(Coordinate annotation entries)

################

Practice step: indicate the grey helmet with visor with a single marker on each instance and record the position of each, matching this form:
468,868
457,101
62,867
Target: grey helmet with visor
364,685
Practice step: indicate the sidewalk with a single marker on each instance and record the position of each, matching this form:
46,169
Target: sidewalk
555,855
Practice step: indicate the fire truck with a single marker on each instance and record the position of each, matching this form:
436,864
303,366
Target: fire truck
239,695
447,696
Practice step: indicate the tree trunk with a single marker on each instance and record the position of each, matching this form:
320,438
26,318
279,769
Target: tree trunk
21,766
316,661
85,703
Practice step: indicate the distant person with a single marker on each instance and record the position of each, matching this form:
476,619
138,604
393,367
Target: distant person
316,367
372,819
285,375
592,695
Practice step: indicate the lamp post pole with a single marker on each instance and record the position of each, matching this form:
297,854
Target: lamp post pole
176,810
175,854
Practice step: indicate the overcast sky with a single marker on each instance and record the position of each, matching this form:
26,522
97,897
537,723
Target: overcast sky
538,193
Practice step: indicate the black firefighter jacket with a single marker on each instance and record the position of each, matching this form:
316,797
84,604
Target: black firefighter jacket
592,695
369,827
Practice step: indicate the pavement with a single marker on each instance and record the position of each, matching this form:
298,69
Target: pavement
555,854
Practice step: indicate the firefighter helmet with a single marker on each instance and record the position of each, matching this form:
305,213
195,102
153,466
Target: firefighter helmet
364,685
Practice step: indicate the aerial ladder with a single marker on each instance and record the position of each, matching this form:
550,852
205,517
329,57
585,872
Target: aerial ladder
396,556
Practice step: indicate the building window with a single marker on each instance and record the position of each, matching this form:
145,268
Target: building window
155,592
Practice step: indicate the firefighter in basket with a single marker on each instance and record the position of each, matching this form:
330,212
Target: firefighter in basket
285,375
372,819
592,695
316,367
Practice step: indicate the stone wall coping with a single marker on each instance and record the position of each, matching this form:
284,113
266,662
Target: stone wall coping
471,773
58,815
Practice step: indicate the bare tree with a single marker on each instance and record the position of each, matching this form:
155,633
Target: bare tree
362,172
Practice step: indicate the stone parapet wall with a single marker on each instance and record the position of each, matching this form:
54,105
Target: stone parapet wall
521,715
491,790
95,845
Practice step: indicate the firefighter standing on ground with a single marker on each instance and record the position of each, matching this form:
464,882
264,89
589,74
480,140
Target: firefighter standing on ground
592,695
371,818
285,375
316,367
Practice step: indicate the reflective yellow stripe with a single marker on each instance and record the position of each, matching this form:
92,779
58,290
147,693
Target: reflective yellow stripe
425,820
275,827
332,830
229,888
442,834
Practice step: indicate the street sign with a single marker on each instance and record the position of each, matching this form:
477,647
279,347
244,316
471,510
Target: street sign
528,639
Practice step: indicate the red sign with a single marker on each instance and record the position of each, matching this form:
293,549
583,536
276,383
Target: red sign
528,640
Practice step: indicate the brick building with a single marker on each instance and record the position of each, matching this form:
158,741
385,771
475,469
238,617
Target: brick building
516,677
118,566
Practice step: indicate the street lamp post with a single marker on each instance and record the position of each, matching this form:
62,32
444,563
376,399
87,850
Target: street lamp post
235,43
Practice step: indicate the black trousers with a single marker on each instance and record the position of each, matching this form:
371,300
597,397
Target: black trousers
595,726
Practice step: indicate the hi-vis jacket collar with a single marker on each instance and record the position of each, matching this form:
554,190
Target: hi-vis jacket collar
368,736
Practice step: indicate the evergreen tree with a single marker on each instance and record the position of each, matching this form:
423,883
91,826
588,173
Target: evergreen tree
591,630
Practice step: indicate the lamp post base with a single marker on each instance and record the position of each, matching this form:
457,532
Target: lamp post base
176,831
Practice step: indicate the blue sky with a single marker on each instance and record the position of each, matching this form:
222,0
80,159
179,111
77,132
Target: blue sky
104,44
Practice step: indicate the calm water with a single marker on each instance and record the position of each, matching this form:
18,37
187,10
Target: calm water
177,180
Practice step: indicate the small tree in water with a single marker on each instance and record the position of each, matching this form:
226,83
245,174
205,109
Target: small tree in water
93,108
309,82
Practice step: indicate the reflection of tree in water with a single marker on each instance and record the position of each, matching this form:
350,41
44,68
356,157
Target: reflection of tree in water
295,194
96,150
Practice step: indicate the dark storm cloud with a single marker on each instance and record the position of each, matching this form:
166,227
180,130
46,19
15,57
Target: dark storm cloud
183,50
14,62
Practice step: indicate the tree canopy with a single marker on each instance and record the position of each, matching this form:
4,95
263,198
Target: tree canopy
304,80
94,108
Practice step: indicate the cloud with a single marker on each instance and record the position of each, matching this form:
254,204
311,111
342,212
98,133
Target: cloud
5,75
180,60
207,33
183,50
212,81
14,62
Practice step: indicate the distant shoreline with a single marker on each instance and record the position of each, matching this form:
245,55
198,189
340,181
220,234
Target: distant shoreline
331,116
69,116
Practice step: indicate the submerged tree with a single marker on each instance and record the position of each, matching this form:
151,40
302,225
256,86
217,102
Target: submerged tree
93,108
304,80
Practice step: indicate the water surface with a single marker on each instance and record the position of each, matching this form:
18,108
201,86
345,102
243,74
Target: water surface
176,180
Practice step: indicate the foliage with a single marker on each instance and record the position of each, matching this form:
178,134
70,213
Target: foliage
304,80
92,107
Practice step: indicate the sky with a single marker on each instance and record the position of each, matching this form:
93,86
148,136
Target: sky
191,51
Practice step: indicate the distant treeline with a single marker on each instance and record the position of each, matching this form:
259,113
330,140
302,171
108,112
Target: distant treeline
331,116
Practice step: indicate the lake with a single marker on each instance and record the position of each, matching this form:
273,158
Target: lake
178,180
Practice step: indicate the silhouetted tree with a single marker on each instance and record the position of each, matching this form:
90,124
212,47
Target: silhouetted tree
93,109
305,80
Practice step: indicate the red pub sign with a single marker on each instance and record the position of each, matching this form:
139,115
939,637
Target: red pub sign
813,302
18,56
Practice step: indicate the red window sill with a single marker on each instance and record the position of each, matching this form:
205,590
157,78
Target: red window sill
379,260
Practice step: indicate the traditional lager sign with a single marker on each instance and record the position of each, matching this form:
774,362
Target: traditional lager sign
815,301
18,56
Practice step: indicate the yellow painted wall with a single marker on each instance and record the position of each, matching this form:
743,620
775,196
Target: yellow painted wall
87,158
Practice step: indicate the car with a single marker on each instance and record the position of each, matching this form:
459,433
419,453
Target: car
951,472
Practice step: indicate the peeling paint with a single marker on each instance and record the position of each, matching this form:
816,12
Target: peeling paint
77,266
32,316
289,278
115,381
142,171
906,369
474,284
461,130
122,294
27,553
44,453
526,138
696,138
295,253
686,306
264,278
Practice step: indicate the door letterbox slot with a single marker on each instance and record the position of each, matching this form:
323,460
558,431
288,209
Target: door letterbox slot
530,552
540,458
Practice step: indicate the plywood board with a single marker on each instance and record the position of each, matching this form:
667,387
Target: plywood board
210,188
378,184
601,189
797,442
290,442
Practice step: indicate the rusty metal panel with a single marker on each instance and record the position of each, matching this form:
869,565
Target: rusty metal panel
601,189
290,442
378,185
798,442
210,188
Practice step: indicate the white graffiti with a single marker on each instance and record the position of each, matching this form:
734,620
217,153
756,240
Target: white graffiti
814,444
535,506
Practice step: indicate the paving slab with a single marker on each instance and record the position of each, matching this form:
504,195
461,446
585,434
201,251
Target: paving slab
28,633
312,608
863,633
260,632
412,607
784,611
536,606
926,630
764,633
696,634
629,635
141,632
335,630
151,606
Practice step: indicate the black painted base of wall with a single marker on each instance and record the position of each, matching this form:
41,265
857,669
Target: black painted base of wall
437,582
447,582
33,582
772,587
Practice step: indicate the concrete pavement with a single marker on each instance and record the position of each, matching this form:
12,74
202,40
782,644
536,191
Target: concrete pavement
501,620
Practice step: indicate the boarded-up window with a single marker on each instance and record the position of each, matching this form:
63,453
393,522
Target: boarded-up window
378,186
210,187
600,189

################

> **Exercise task**
Begin with the line containing "Practice step: indicate the door" and repeat each line exactly until the records above end.

> **Answer to the exercise**
Practice step: indicate the door letterbox slot with a single marker on each instance and record the position of each, matching this form:
323,460
558,431
288,209
Target: door letterbox slot
530,552
540,458
Practice step: indicate the plywood board with a single marker on each instance and record the position of each, matching this form:
667,387
Target: plywood board
210,188
378,184
601,189
797,442
290,442
Practice step: indicate the rusty metal panel with a single marker on each instance and record the position of each, matching this form:
869,565
Target: rusty metal panel
601,189
290,442
378,185
798,442
210,188
Practice step: indicate the white graffiti with a single marker on each instance and record the position of each, matching this form:
734,620
217,153
756,240
Target: white graffiti
814,444
535,506
Practice step: indicate the paving slab with a single marker on each instance and record the position of each, matching this form:
504,195
461,446
585,434
201,251
Target: paving slab
28,633
312,608
863,633
260,632
412,607
784,611
536,606
926,630
764,633
696,634
629,635
141,632
335,630
151,606
Practice step: indicate the black painted base of wall with a single marker on each instance and record the position of each, matching this form:
41,265
857,669
Target: black painted base of wall
437,582
447,582
33,582
772,587
Practice step: indicate the concrete pavement with a single marker on each instance and record the position of each, matching this form:
12,74
202,40
782,644
536,191
Target: concrete pavement
501,620
Practice step: indicate the boarded-up window with a single marker on each instance and record the position of each, matching this form:
63,453
393,522
Target: boarded-up window
378,186
210,187
600,189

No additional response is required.